Aim:
Rewrite the records below, changing each "crop-scouting log" to "field survey log" and leaving everything else as it is.

Dataset rows:

________________________

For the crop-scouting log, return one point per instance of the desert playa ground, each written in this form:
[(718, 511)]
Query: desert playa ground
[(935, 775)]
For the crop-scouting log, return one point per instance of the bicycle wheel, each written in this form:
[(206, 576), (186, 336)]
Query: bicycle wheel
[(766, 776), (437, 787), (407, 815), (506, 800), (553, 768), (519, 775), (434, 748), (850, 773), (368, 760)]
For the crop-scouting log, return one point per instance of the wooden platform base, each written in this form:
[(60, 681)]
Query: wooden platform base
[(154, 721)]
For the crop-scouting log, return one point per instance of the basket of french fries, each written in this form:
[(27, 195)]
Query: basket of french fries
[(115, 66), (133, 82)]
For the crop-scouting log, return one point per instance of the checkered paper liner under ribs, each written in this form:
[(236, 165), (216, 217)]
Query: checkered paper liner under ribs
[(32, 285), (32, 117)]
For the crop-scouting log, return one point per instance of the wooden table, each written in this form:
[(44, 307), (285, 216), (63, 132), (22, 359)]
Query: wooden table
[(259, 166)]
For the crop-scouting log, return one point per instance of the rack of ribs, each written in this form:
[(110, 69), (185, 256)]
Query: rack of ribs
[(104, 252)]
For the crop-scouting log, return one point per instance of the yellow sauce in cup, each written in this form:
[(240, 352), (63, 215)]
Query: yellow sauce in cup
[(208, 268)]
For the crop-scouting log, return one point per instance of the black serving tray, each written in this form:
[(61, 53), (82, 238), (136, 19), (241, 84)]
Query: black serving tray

________________________

Solution to this exercise:
For the field survey log, return one point per instance of the desert playa ground, each written in this form:
[(718, 511)]
Query: desert playa ground
[(935, 775)]
For the field survey log, return one point per instance of the bicycle wheel, each written in this form:
[(206, 576), (186, 336)]
Query: bicycle wheel
[(766, 776), (437, 787), (407, 815), (506, 800), (553, 768), (519, 775), (434, 748), (850, 773), (368, 760)]
For the field survey log, return one point per instance of the wooden platform base, each written in this form:
[(60, 681)]
Query: wooden platform base
[(154, 721)]
For the field survey log, return one point per instance of the basket of french fries, each written in this form:
[(27, 195)]
Query: basket of french fries
[(115, 66), (133, 82)]
For the field survey log, return one point per instance of the checkered paper liner under ribs, each written in this form:
[(236, 165), (216, 217)]
Query: checkered paper liner under ribs
[(32, 285), (32, 117)]
For the field survey log, return one point per instance of the wooden table, each written in this form:
[(44, 307), (285, 216), (63, 132), (22, 359)]
Query: wooden table
[(259, 166)]
For the field survey log, return one point per instance of the rack of ribs, each written in this form:
[(110, 69), (185, 256)]
Query: rack of ribs
[(104, 252)]
For the field survey log, return one point per instance of the yellow sauce in cup, each written in this form:
[(240, 352), (63, 215)]
Query: yellow sauce in cup
[(208, 268)]
For the field survey log, return one point per instance of the black serving tray, each written in this form:
[(61, 53), (82, 238), (136, 19), (241, 84)]
Query: black serving tray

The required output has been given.